Task objective:
All of the data is to be copied without a single change.

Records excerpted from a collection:
-----

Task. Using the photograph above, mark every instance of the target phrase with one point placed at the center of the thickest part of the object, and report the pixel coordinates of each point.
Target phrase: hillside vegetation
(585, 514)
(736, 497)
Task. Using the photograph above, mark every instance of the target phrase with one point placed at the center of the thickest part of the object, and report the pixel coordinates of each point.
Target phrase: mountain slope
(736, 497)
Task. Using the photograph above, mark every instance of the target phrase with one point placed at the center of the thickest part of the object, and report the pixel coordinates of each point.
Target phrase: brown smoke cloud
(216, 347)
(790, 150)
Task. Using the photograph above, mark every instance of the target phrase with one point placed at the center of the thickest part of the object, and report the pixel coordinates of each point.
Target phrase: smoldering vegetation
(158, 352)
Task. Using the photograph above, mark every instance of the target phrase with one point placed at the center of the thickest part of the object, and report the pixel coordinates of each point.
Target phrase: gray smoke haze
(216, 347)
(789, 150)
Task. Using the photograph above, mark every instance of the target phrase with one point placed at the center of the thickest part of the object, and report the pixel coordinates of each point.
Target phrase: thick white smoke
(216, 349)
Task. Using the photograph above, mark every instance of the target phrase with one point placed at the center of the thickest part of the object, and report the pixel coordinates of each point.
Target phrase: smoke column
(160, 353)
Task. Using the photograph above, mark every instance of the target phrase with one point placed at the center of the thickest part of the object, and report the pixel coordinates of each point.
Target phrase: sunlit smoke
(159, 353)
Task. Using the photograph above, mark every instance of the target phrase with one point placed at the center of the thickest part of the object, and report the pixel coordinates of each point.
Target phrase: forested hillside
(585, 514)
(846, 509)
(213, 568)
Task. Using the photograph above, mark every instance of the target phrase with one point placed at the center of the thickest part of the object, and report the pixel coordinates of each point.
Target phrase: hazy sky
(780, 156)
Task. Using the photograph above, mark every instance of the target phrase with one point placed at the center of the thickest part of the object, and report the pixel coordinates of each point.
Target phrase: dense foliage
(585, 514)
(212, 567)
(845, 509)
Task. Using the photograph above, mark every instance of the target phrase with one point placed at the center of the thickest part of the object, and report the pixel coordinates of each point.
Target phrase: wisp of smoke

-----

Result:
Task. Using the photograph above, mark every instance of the target phrase with one point placed at the center of the thickest part of the object, and report the pixel coordinates of each point.
Target phrase: hillside vegetation
(585, 514)
(736, 497)
Task. Using the photograph above, mark every instance of the target phrase with one point placed at the center of the thickest part of the object, and report the pixel coordinates of each point.
Target phrase: mountain slope
(736, 497)
Task. Using the photograph above, mark every instance of the target phrase with one point placed at the center of the thickest part of the object, and report the pixel coordinates of each point.
Target phrase: brown smoke cloud
(216, 347)
(790, 150)
Task. Using the photograph above, mark every instance of the target phrase with one point placed at the center of the thickest part of the object, and report the pixel coordinates of each point.
Target phrase: smoldering vegetation
(158, 352)
Task. Using the photograph above, mark every instance of the target phrase with one point placed at the center of the thickest part of the object, and report the pixel coordinates of each point.
Target phrase: gray smoke haze
(216, 347)
(789, 150)
Task. Using the photograph above, mark every instance of the target phrase with one point placed at the center of the thickest part of the object, and report the pixel coordinates of each point.
Target phrase: thick white smoke
(216, 349)
Task. Using the photograph above, mark every instance of the target phrase with one point placed at the center of the thickest part of the object, and report the pixel coordinates of each point.
Target phrase: smoke column
(160, 353)
Task. Using the photograph above, mark every instance of the target phrase with one point placed at the center of the thickest part of the object, and report the pixel coordinates of each point.
Target phrase: sunlit smoke
(159, 353)
Task. Using the photograph above, mark every instance of the target phrase with one point placed at the center of the thickest part of the object, and report the pixel coordinates of each point.
Target phrase: forested hillside
(585, 514)
(846, 509)
(213, 568)
Task. Using the photograph above, mark every instance of the target phrase with one point placed at the center of the thickest part of the object, and report the pixel coordinates of each point.
Target phrase: hazy sky
(780, 156)
Task. Using the photograph above, mark every instance of the target phrase with one point placed at the center of the thickest part of the object, and report the pixel coordinates of each point.
Target phrase: dense foliage
(585, 514)
(212, 567)
(845, 509)
Task. Using the photograph above, mark every instance of the target phrase with one point placed at the center of the thickest part of the object, and report the pixel coordinates of each point.
Target phrase: wisp of smoke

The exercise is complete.